◆ Stated task A ◆
From the forum thread, quote the passage between "I don't have" and "season coming up.", inclusive.
◆ Stated task B ◆
Does the forum thread support each statement below? Answer yes or no for each, and quote the words from the thread that decide it. (i) The installer arrived within the scheduled time window. (ii) The service address can be changed online. (iii) The software download took less than half an hour.

◆ Text shown ◆
— START —

Yeah, all you have to do is connect and activate. They will not ship it though. They want it installed by an installer.


----------



## Mike D-CO5 (Mar 12, 2003)

"Move" back to your real service address and then after they install it call back and "
move" back to the fake address . I did it with Dish when I leased a 522 receiver.


----------



## shalverson (Oct 28, 2003)

Thanks for the reply Mike. Can I do this on line or do I have to call them? I can't remember how I did it before. Also, I'm receiving both the east and west distants and the locals. What effect will this have?


----------



## matthpd195 (Jun 23, 2004)

You have to call them to change the service address. Just call the regular number and get to a CSR and tell them you've just finished moving and need to change your address. Give them the new addy and thats it, dont do anything else with that CSR. 9 times out of 10 they wont even look at your programming and you'll be all set with your distants.


----------



## ilovedbs (Aug 19, 2005)

Thanks.


----------



## n8dagr8 (Aug 14, 2004)

FYI - I "moved" back to my original service address and my distants have yet to be changed. Do they really keep up with this once you get waivers?


----------



## shalverson (Oct 28, 2003)

I don't have waivers. At the time I moved locals were not available at the moved address, so I was elegible for the distants.

I would hate to loose them now, especially with football season coming up.


----------



## shalverson (Oct 28, 2003)

Do you think I can change my address back and order the $299 deal with the same CSR, or is there risk of losing the distant networks by doing this.


----------



## Phil T (Mar 25, 2002)

Well I got my HR10-250 today. All in all a very good experience!! 

Installer (young guy with a great name - Phil) came around 3:00PM. (window was between 1:00 & 5:00 PM)

I told him it would probably be his easiest install of the day. I had already disconnected my old receivers and had everything ready for him. I told he he could just drop off the receiver. He was happy to do so. He did check that I had all of the proper connections and did replace a couple connectors that I had that were old non-o ring type. He went ahead and gave me the receiver still factory sealed in the box and finished up his paperwork. He said he normally does not work on Saturdays but this promotion has them so busy he had to.

I took my time to go through the guided setup and activate it. It was a very easy process to get it up and running. I also forced a call and got updated software. (the download took over an hour)

— END —

Records
— START —

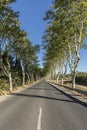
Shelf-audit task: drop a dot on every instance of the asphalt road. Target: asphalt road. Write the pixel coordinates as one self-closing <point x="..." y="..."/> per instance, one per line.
<point x="42" y="107"/>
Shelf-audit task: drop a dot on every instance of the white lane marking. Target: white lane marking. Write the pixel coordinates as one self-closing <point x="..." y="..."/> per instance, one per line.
<point x="2" y="98"/>
<point x="39" y="119"/>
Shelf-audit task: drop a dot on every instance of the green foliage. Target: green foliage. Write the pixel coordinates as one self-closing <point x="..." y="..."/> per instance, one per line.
<point x="18" y="57"/>
<point x="81" y="78"/>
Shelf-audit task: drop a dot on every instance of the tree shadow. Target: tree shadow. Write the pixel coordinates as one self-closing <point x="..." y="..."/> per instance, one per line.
<point x="42" y="97"/>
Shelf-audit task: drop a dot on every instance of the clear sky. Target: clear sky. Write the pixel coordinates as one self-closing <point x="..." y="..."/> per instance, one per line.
<point x="31" y="17"/>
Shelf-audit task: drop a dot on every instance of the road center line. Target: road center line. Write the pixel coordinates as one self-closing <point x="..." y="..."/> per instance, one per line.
<point x="39" y="119"/>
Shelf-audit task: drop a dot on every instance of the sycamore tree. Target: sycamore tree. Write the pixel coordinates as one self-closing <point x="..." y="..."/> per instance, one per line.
<point x="69" y="20"/>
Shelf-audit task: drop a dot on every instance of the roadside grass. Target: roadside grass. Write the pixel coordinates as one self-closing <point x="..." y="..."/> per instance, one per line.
<point x="79" y="89"/>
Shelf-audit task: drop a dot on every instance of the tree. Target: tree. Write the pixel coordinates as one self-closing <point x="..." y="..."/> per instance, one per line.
<point x="66" y="31"/>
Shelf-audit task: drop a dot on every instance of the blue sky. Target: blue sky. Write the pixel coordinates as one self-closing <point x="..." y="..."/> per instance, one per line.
<point x="31" y="17"/>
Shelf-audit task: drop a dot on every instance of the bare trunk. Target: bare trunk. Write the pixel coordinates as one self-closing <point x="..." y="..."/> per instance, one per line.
<point x="73" y="82"/>
<point x="62" y="81"/>
<point x="10" y="81"/>
<point x="23" y="74"/>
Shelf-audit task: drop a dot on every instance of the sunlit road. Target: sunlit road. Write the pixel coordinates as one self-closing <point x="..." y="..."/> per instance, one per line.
<point x="42" y="107"/>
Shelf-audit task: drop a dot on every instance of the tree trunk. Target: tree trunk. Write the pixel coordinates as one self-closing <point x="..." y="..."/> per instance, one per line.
<point x="10" y="81"/>
<point x="23" y="76"/>
<point x="73" y="82"/>
<point x="62" y="81"/>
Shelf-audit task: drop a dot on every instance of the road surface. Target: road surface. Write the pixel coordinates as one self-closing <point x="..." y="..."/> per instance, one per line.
<point x="41" y="107"/>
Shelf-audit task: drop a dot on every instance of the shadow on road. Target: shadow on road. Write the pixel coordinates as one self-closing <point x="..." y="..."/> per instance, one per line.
<point x="41" y="97"/>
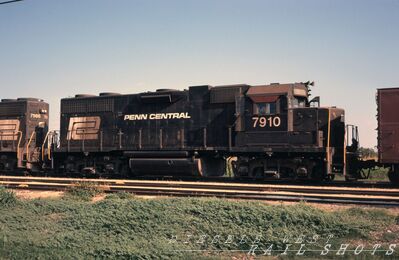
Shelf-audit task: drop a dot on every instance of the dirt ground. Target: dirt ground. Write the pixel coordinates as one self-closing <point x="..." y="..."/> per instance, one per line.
<point x="33" y="194"/>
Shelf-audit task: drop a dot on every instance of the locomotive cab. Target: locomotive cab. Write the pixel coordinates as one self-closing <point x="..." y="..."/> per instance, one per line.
<point x="293" y="139"/>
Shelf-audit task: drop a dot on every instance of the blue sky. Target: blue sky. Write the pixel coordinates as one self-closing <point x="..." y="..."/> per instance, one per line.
<point x="56" y="48"/>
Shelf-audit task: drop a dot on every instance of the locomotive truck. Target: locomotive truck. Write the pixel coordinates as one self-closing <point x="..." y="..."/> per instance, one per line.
<point x="263" y="131"/>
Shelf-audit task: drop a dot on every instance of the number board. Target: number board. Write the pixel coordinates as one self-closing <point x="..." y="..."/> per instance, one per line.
<point x="267" y="123"/>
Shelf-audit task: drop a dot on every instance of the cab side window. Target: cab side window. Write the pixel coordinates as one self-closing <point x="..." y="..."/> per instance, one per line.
<point x="265" y="108"/>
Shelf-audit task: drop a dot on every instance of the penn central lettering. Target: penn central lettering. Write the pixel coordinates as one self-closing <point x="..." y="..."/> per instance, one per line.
<point x="160" y="116"/>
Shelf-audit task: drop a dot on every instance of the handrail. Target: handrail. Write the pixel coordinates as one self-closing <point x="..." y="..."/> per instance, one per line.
<point x="18" y="146"/>
<point x="27" y="146"/>
<point x="44" y="142"/>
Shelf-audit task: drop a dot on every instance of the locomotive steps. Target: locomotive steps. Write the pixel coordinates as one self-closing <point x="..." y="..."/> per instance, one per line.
<point x="267" y="192"/>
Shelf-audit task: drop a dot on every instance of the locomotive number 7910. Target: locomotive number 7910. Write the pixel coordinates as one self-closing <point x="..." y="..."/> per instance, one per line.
<point x="266" y="121"/>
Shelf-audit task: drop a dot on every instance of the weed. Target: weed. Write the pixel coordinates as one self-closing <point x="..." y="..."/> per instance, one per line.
<point x="7" y="198"/>
<point x="83" y="191"/>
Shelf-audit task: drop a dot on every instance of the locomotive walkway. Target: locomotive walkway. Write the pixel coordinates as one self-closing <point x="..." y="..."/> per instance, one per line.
<point x="267" y="192"/>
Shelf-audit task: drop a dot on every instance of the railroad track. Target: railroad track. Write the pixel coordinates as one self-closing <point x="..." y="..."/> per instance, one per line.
<point x="274" y="192"/>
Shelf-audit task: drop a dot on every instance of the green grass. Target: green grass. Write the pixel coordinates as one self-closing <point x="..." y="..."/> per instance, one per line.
<point x="83" y="191"/>
<point x="127" y="227"/>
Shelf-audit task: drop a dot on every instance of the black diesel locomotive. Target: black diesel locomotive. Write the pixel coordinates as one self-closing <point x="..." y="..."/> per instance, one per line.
<point x="265" y="131"/>
<point x="23" y="133"/>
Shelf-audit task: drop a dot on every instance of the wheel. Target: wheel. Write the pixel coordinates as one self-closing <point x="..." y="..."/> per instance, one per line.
<point x="212" y="167"/>
<point x="257" y="173"/>
<point x="330" y="177"/>
<point x="318" y="172"/>
<point x="393" y="176"/>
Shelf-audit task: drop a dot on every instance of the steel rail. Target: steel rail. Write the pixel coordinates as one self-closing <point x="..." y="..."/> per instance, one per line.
<point x="232" y="191"/>
<point x="208" y="185"/>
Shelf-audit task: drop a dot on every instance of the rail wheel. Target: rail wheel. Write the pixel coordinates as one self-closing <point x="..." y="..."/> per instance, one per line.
<point x="318" y="172"/>
<point x="393" y="175"/>
<point x="212" y="167"/>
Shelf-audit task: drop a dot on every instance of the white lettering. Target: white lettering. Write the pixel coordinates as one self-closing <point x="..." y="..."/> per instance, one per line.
<point x="159" y="116"/>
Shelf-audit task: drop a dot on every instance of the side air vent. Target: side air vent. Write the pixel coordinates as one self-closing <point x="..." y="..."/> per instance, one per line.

— END —

◆ Exercise answer A ◆
I don't have waivers. At the time I moved locals were not available at the moved address, so I was elegible for the distants.

I would hate to loose them now, especially with football season coming up.

◆ Exercise answer B ◆
(i) Yes: "came around 3:00PM. (window was between 1:00 & 5:00 PM)"
(ii) No: "You have to call them to change the service address."
(iii) No: "(the download took over an hour)"